TASK DIRECTIONS: The pictures get left out, but everything else in the listing below must be duplicated exactly.

DATA FOR THIS EXERCISE:
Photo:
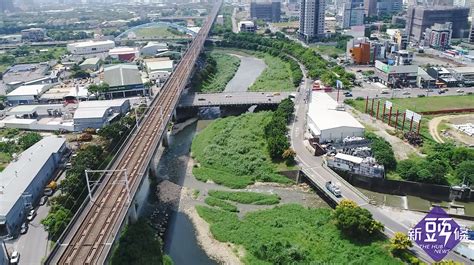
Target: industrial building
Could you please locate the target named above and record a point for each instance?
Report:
(438, 36)
(125, 80)
(90, 47)
(312, 19)
(33, 34)
(267, 10)
(420, 18)
(27, 94)
(328, 121)
(152, 48)
(91, 64)
(97, 114)
(126, 54)
(24, 179)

RESPONSE TO THIS EXERCISE:
Photo:
Target: industrial building
Could you please locate the target named above and record a point for each instance?
Report:
(438, 36)
(125, 80)
(90, 47)
(312, 19)
(33, 34)
(267, 10)
(420, 18)
(27, 94)
(328, 121)
(152, 48)
(91, 64)
(97, 114)
(126, 54)
(24, 179)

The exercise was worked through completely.